**TRAVAIL À FAIRE:**
A. Recopiez le passage de l'intervention sur l'écotaxe allant de « Pour nous, le taux » à « autres pays européens. », en changeant « Bretagne » en « Alsace ».
B. D'après l'intervention sur l'écotaxe, quel écart sépare actuellement la redevance des camions à la norme Euro 6 de celle des camions les plus polluants ?
C. Reprenez l'intervention sur l'écotaxe à partir de sa dernière phrase et prolongez-la.

**DOCUMENT SOURCE:**
Intervention de Gérard Allard

Réunion du 22 janvier 2014 à 18h00
Mission d'information sur l'écotaxe poids lourds

Gérard Allard, coordonnateur du réseau « Transports et mobilité durables » de France Nature Environnement :

L'écart entre la redevance acquittée par les camions à la norme Euro 6 et celle acquittée par les plus polluants est actuellement de 35%. La directive Eurovignette permet de le porter à 100%. Lors de la transposition de la directive Eurovignette 3, nous avions suggéré des amendements, tendant notamment à différencier le prix des péages autoroutiers selon les mêmes critères, le tout à recettes constantes – si on augmentait les péages pour les camions à la norme Euro 3 et en-dessous, les péages pour les camions à la norme Euro 5 ou Euro 6 devaient corollairement diminuer d'autant. Cela aurait incité les transporteurs à s'équiper de véhicules les moins polluants. Ce serait selon nous une meilleure solution que d'accorder une aide directe à l'investissement, et ce serait sans doute moins coûteux pour le budget de l'État.

Certains pensent qu'il faudrait appliquer l'écotaxe sur le réseau autoroutier également. Or, lorsque les transporteurs s'acquittent d'un péage sur autoroute, ils paient déjà pour l'utilisation de l'infrastructure. On ne peut pas leur faire payer une taxe supplémentaire. En revanche, si on veut faire contribuer davantage le transport routier parce que les camions usent beaucoup plus les chaussées, on peut porter de 3 à 3,5 le coefficient multiplicateur entre le péage acquitté par les véhicules légers et celui acquitté par les poids lourds.

Pour nous, le taux de la taxe doit être uniforme sur l'ensemble du territoire. Sinon cela suscite des incompréhensions. Les régions Pays de Loire ou Basse-Normandie se sont d'ailleurs interrogées sur le traitement privilégié réservé à la Bretagne. Les péages de RFF pour les trains de marchandises ne sont pas inférieurs en Bretagne à ce qu'ils sont ailleurs !

Répercuter le prix de la taxe sur les marchandises paraît une bonne idée, mais outre qu'elle serait difficilement applicable, elle serait tout aussi difficile à faire accepter, car cela serait perçu comme une augmentation de la TVA sur le transport. Nous sommes attachés, nous, à la redevance d'usage, sur le modèle de ce qui s'est fait dans les autres pays européens.

L'idée a aussi été formulée de faire reposer la taxe sur les émissions de CO2. Pour nous, les externalités devraient être prises en compte au travers de la contribution climat-énergie, qui sera applicable en 2015. Il ne faudra pas en exonérer les transporteurs routiers, car la mesure perdrait sinon tout son sens. Nous avons, hélas, des craintes à ce sujet. Pour l'instant, nous défendons la redevance d'usage kilométrique. La directive Eurovignette 3 exige que soient prises en compte les externalités comme la pollution atmosphérique ou les nuisances sonores, et il le faudra. La France avait d'ailleurs défendu avec force cette position – on se souvient du combat de Dominique Bussereau lors de la présidence française de l'Union. Mais commençons par faire entrer en vigueur la redevance d'usage kilométrique.

(Enregistrements de cadres étiquetés)
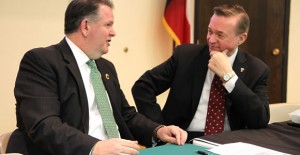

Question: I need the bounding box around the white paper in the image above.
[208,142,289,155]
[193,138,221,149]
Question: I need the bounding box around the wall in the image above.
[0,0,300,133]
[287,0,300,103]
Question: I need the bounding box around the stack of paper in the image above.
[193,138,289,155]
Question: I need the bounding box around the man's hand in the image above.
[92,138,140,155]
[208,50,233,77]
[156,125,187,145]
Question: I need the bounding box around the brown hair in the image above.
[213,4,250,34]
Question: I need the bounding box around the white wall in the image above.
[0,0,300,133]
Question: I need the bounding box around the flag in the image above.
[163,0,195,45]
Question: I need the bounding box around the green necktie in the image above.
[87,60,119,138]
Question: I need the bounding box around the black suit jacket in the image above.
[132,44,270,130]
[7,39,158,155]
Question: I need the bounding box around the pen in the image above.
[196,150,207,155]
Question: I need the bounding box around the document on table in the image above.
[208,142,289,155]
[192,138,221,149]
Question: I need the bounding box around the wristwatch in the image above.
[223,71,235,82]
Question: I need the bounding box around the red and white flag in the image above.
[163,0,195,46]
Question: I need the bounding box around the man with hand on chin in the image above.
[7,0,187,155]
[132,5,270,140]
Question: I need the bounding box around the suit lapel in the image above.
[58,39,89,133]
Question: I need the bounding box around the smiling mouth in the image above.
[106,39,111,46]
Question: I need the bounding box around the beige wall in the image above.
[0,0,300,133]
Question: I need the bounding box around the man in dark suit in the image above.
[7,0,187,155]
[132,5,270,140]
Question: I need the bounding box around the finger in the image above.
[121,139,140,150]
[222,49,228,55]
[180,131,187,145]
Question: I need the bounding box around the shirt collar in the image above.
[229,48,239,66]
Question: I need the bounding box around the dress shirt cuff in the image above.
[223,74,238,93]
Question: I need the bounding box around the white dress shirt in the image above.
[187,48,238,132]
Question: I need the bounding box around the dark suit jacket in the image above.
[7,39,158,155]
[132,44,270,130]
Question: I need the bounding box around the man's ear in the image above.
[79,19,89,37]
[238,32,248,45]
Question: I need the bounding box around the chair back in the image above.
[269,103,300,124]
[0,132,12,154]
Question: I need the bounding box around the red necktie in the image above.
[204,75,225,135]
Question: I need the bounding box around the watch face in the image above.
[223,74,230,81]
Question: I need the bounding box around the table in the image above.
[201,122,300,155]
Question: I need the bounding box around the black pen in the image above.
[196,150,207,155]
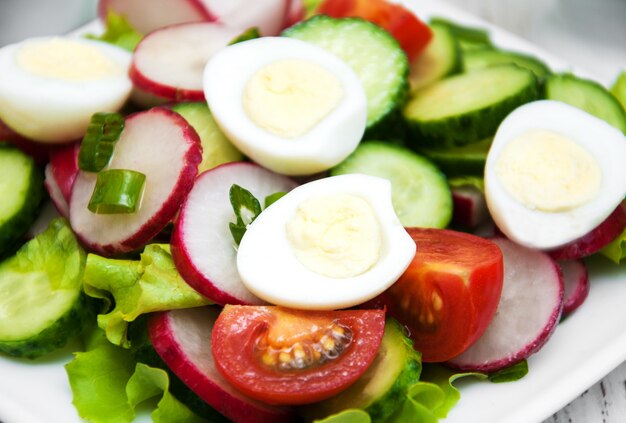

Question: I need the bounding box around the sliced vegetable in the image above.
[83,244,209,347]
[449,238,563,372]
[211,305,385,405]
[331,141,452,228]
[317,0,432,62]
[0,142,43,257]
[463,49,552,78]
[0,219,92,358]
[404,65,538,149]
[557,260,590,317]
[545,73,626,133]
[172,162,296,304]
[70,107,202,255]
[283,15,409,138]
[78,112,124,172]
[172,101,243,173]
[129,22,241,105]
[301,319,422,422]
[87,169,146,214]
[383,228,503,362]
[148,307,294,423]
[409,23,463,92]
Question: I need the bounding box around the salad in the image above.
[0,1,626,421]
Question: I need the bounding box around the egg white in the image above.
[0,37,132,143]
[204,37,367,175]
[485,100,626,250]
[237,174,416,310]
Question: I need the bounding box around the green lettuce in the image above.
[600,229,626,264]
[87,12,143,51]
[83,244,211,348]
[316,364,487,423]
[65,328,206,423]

**RÉPONSES PAR TÂCHE:**
A.
Pour nous, le taux de la taxe doit être uniforme sur l'ensemble du territoire. Sinon cela suscite des incompréhensions. Les régions Pays de Loire ou Basse-Normandie se sont d'ailleurs interrogées sur le traitement privilégié réservé à la Alsace. Les péages de RFF pour les trains de marchandises ne sont pas inférieurs en Alsace à ce qu'ils sont ailleurs !

Répercuter le prix de la taxe sur les marchandises paraît une bonne idée, mais outre qu'elle serait difficilement applicable, elle serait tout aussi difficile à faire accepter, car cela serait perçu comme une augmentation de la TVA sur le transport. Nous sommes attachés, nous, à la redevance d'usage, sur le modèle de ce qui s'est fait dans les autres pays européens.

B. L'écart est actuellement de 35 %.

C.
Quelle doit être l'assiette de taxation ? Des exonérations de certaines parties du réseau national, dites à faible fréquentation, ont été accordées. Des parties de ce réseau se situent dans des régions sensibles sur le plan environnemental : ainsi beaucoup de routes nationales ont-elles été exonérées en montagne, mais la RN 164 en Bretagne l'a été également, alors même que le trafic y est élevé et qu'elle doit bientôt être modernisée. Qui financera cette modernisation ? En partie l'AFITF, qui escomptait retirer des recettes de l'écotaxe. C'est ici que les contradictions apparaissent au grand jour.

L'idée a également été formulée d'exonérer certains véhicules ou certaines marchandises. Le Parlement a ainsi décidé d'exempter les véhicules des collectivités ou encore les camions transportant du lait. Il paraît difficile de prévoir de telles exonérations par filières car avec le dispositif actuel, comment distinguer un camion transportant une denrée alimentaire ou du matériel électroménager ? C'est donc là une autre fausse bonne idée.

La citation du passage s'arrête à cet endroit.